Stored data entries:
-- Start --

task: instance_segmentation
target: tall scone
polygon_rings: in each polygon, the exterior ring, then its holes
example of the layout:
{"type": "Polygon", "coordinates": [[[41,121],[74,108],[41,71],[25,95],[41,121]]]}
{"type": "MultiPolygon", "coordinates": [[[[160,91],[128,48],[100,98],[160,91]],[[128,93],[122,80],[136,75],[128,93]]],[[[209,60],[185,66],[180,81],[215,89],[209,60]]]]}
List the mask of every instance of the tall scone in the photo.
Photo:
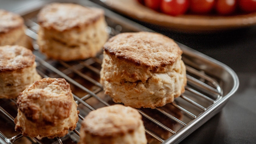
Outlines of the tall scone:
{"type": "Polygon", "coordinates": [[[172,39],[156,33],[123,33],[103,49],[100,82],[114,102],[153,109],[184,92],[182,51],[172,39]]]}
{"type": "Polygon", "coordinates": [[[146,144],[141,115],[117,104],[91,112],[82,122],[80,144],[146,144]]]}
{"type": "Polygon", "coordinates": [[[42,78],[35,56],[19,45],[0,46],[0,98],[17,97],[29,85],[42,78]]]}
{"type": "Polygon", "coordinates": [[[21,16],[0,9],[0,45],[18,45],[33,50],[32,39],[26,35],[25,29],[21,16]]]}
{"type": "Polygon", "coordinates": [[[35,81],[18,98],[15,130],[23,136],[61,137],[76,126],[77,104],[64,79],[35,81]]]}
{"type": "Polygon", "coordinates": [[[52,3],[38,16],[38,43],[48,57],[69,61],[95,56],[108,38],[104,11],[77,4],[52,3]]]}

-- End --

• **Brief**: Pictures are not part of the copy; reproduce everything else in the records exactly.

• **Result below**:
task: instance_segmentation
target: tall scone
polygon_rings: in each polygon, the exterior ring, then its holes
example of the layout:
{"type": "Polygon", "coordinates": [[[41,121],[74,108],[41,71],[25,95],[41,121]]]}
{"type": "MultiPolygon", "coordinates": [[[[160,91],[128,48],[100,98],[160,91]],[[128,93],[122,80],[136,75],[128,93]]],[[[209,60],[185,66],[180,81],[215,89],[209,60]]]]}
List the mask of every instance of the tall scone in the photo.
Photo:
Outlines of the tall scone:
{"type": "Polygon", "coordinates": [[[172,39],[156,33],[123,33],[103,49],[100,82],[114,102],[153,109],[184,92],[182,51],[172,39]]]}
{"type": "Polygon", "coordinates": [[[146,144],[141,115],[117,104],[91,112],[82,122],[80,144],[146,144]]]}
{"type": "Polygon", "coordinates": [[[42,78],[35,56],[19,45],[0,46],[0,98],[17,97],[29,85],[42,78]]]}
{"type": "Polygon", "coordinates": [[[21,16],[0,9],[0,45],[18,45],[33,50],[32,39],[26,35],[25,29],[21,16]]]}
{"type": "Polygon", "coordinates": [[[35,81],[18,98],[15,130],[23,136],[61,137],[76,126],[77,104],[64,79],[35,81]]]}
{"type": "Polygon", "coordinates": [[[52,3],[38,16],[38,43],[48,57],[69,61],[95,56],[108,38],[104,11],[77,4],[52,3]]]}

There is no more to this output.